[start RECORD EXTRACTS]

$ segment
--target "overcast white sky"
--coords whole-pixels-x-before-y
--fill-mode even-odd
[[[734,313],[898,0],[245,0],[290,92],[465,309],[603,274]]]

[end RECORD EXTRACTS]

▶ **TASK TO CARRY OUT**:
Rewrite the listing with the flag "--target" renamed to "--label" everywhere it appears, keeping every other character as it is.

▶ **ANSWER TO THIS TASK**:
$ segment
--label "overcast white sky"
--coords whole-pixels-x-before-y
--fill-mode even-odd
[[[734,313],[898,0],[245,0],[290,92],[465,309],[603,274]]]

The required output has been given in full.